▶ [DATA SECTION]:

>>

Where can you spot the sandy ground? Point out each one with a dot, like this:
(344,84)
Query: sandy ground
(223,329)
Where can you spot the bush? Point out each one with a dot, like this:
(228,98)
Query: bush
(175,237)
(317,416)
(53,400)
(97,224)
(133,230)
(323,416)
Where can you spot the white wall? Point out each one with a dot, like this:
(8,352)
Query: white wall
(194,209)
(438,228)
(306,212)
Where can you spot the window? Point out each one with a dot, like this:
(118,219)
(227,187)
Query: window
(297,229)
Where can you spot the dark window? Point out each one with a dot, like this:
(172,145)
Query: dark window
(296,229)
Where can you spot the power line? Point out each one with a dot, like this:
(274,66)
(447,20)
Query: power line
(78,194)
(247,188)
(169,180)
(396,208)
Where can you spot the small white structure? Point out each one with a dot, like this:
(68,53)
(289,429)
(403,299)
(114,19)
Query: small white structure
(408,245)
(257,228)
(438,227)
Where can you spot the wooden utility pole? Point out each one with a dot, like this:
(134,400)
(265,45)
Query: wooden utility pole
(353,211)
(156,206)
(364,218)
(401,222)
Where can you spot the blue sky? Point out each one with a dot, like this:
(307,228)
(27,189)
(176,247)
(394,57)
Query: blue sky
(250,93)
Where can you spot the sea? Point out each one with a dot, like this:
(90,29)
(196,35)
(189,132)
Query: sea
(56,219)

<<

▶ [GIVEN PROBLEM]: Every record above should be copied exactly.

▶ [CORRECT ANSWER]:
Where can you spot the sandy ground? Point out each one with a dot, like this:
(344,84)
Query: sandy ground
(223,329)
Where can you spot the bush? Point out each one with a dot, like this:
(228,98)
Query: bush
(175,237)
(317,416)
(53,400)
(97,224)
(133,230)
(323,416)
Where can you spot the white wall? Point out each one with a dot, like this:
(8,352)
Query: white wall
(194,209)
(438,228)
(306,212)
Where can you spot the window? Point out each one with a dot, like this:
(118,219)
(227,187)
Query: window
(297,229)
Where can you spot the dark window? Point out each one with a dot, like this:
(172,145)
Query: dark window
(296,229)
Where can you spot the power line? Point out each one with a dot, like this:
(274,66)
(447,20)
Query: power line
(78,194)
(247,188)
(169,180)
(396,208)
Where can you spot the small white structure? Point out each one with a dot, like this:
(68,53)
(289,429)
(403,299)
(114,19)
Query: small white structure
(408,245)
(257,228)
(438,227)
Where can you spot the wooden utility pole? Point out each one with a dot, like this:
(134,400)
(265,45)
Query: wooden utility pole
(353,211)
(156,206)
(364,218)
(401,222)
Where can you spot the blue sky? Point out each one with a dot, like this:
(307,228)
(27,189)
(176,247)
(394,57)
Query: blue sky
(250,93)
Where can you spot the sea? Point out each one with a dot, like this:
(90,29)
(196,35)
(189,132)
Query: sea
(56,219)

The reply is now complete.